## Work instructions
**1)** Repeat word for word the part of the database text between "Well, the changes" and "with internal schema.", inclusive.
**2)** Please carry on writing the database text from the point where it stops.

## Text section
============================================================

Example: If we want to access any mail from our Gmail then we don't know where that data is
physically stored i.e is the data present in India or USA or what data model has been used to
store that data? We are not concerned about these things. We are only concerned with our email.
So, information like these i.e. location of data and data models are irrelevant to us and in data
abstraction, we do this only. Apart from the location of data and data models, there are other
factors that we don't care of. We hide the unnecessary data from the user and this process of
hiding unwanted data is called Data Abstraction.
Data Independence
Data independence defines the extent to which the data schema can be changed at one
level without modifying the data schema at the next level.
Logical data independence describes the degree up to which the logical or conceptual
schema can be changed without modifying the external schema. Now, a question arises what is
the need to change the data schema at a logical or conceptual level?
Well, the changes to data schema at the logical level are made either to enlarge or reduce the
database by adding or deleting more entities, entity sets, or changing the constraints on data.
Mappings
Process of transforming request and results between three level it's called mapping.
There are the two types of mappings:
1.Conceptual/Internal Mapping
2.External/Conceptual Mapping
1. Conceptual/Internal Mapping:
The conceptual/internal mapping defines the correspondence between the conceptual
view and the store database.
It specifies how conceptual record and fields are represented at the internal level.
It relates conceptual schema with internal schema.
If structure of the store database is changed.
If changed is made to the storage structure definition-then the conceptual/internal mapping must
be changed accordingly, so that the conceptual schema can remain invariant.
There could be one mapping between conceptual and internal levels.
2. External/Conceptual Mapping:
The external/conceptual mapping defines the correspondence between a particular
external view and conceptual view.
It relates each external schema with conceptual schema.
The differences that can exist between these two levels are analogous to those that can exist
between the conceptual view and the stored database.
Example: fields can have different data types; fields and record name can be changed; several
conceptual fields can be combined into a single external field.

============================================================

## Information supplied
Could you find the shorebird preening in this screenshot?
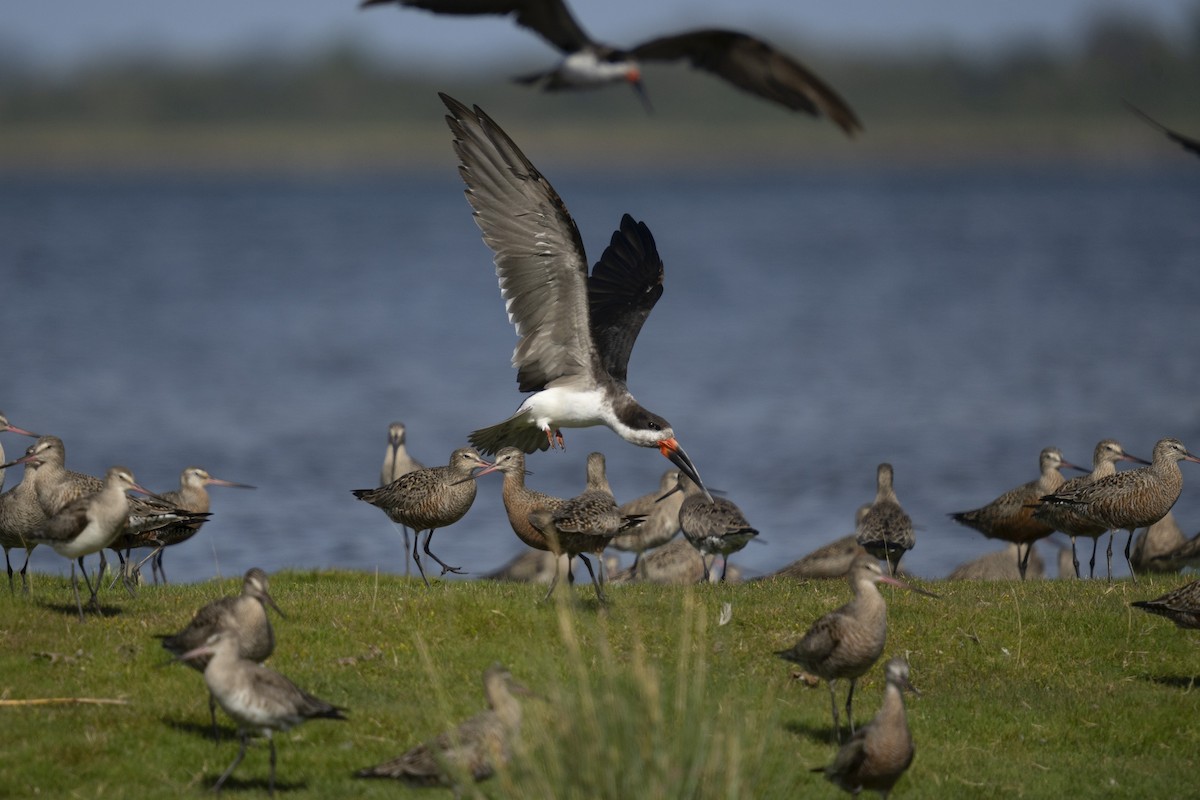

============================================================

## Responses by task
**1)**
Well, the changes to data schema at the logical level are made either to enlarge or reduce the
database by adding or deleting more entities, entity sets, or changing the constraints on data.
Mappings
Process of transforming request and results between three level it's called mapping.
There are the two types of mappings:
1.Conceptual/Internal Mapping
2.External/Conceptual Mapping
1. Conceptual/Internal Mapping:
The conceptual/internal mapping defines the correspondence between the conceptual
view and the store database.
It specifies how conceptual record and fields are represented at the internal level.
It relates conceptual schema with internal schema.

**2)**
Any number of external views can exist at the same time; any number of users can share a given
external view: different external views can overlap.
There could be several mapping between external and conceptual levels.
DATA MODELS
Data Models are used to show how data is stored, connected, accessed and updated in the
database management system.
1. Hierarchical Model
2. Network Model
3. Entity-Relationship Model
4. Relational Model
Hierarchical Model was the first DBMS model. This model organises the data in the
hierarchical tree structure. The hierarchy starts from the root which has root data and then it
expands in the form of a tree adding child node to the parent node. This model easily represents
some of the real-world relationships like food recipes, sitemap of a website etc.
Example: We can represent the relationship between the shoes present on a shopping website
in the following way:
1. One-to-many relationship: The data here is organised in a tree-like structure where the
one-to-many relationship is between the datatypes. Also, there can be only one path from
parent to any node. Example: In the above example, if we want to go to the
node sneakers we only have one path to reach there i.e through men's shoes node.
2. Parent-Child Relationship: Each child node has a parent node but a parent node can
have more than one child node. Multiple parents are not allowed.
3. Deletion Problem: If a parent node is deleted then the child node is automatically
deleted.
4. Pointers: Pointers are used to link the parent node with the child node and are used to
navigate between the stored data. Example: In the above example the 'shoes' node points
to the two other nodes 'women shoes' node and 'men's shoes' node.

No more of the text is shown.